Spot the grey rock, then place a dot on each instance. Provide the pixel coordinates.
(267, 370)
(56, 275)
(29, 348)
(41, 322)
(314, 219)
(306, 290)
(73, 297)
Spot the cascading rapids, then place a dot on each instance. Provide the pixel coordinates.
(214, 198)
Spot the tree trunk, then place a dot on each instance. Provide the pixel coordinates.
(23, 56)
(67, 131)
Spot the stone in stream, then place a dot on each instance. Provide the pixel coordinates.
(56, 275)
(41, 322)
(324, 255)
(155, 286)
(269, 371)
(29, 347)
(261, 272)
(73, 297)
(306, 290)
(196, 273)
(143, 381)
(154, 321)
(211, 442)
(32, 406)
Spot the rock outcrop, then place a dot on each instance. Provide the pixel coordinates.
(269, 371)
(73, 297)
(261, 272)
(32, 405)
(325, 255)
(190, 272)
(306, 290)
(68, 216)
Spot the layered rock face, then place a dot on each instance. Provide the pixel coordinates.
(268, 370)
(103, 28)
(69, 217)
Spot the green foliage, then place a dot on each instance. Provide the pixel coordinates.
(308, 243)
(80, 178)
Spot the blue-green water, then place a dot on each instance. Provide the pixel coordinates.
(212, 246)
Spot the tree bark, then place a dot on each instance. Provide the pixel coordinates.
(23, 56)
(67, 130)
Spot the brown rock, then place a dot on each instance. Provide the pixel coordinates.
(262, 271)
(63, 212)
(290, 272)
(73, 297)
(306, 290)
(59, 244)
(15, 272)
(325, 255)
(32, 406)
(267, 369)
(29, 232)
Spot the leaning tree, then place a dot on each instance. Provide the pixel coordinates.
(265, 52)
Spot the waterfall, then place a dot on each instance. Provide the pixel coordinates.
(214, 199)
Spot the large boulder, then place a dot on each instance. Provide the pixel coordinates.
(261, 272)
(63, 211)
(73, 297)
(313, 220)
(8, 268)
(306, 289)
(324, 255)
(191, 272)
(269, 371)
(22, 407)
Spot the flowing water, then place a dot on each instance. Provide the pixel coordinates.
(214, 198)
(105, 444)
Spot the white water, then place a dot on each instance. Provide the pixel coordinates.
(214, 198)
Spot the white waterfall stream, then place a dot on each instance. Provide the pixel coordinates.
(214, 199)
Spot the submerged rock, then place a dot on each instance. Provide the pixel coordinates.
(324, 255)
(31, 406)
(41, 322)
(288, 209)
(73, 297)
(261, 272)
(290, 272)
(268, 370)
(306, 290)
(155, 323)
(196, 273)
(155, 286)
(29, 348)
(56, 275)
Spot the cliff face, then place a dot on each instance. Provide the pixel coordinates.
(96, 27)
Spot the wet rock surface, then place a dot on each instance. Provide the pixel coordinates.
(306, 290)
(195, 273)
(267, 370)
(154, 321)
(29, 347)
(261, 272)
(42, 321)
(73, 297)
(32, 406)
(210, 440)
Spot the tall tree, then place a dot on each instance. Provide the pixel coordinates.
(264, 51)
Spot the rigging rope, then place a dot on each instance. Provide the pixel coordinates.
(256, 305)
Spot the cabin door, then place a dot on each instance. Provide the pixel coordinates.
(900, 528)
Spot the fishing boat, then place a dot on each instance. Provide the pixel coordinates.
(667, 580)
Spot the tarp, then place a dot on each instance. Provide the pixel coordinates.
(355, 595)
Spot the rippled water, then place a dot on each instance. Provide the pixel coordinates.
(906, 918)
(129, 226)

• Exercise: Reproduce every line from the one containing "Spot the flowing" down to the last line of the records above, keeping each line unchanged.

• Right answer:
Spot the flowing water, then place a dot on each instance. Provide the pixel coordinates.
(214, 198)
(105, 444)
Spot the white water, then place a dot on each instance. Provide the pixel coordinates.
(214, 198)
Spot the white waterfall stream, then place a dot on each instance. Provide the pixel coordinates.
(214, 199)
Spot the submerged rock, then place a dot on each instance. Provide the pixel coordinates.
(324, 255)
(31, 406)
(41, 322)
(288, 209)
(73, 297)
(261, 272)
(290, 272)
(268, 370)
(306, 290)
(155, 323)
(196, 273)
(155, 286)
(29, 348)
(56, 275)
Spot the cliff face, then place a dot on each instance. Provide the pixel coordinates.
(96, 27)
Spot the wet rock surface, then place a dot on each instance. Provide the pixel coordinates.
(306, 290)
(195, 273)
(267, 370)
(154, 321)
(29, 347)
(261, 272)
(42, 321)
(73, 297)
(32, 406)
(210, 440)
Spot the tall tree, then place a dot on each instance. Provide the pixel coordinates.
(264, 51)
Spot the rigging rope, then place a dot on each instance. Provide the pixel coordinates.
(256, 305)
Spot the cabin door, then place a dot on each instance. Provide the pixel coordinates.
(900, 528)
Spot the fishing boat, then place a dot on each instance. Provide the pixel coordinates.
(667, 580)
Spot the tarp, then place a dot on each instance. Provide the pixel coordinates.
(355, 595)
Spot the rippled water, then place a dot on each instance. Provide the pixel coordinates.
(906, 918)
(129, 226)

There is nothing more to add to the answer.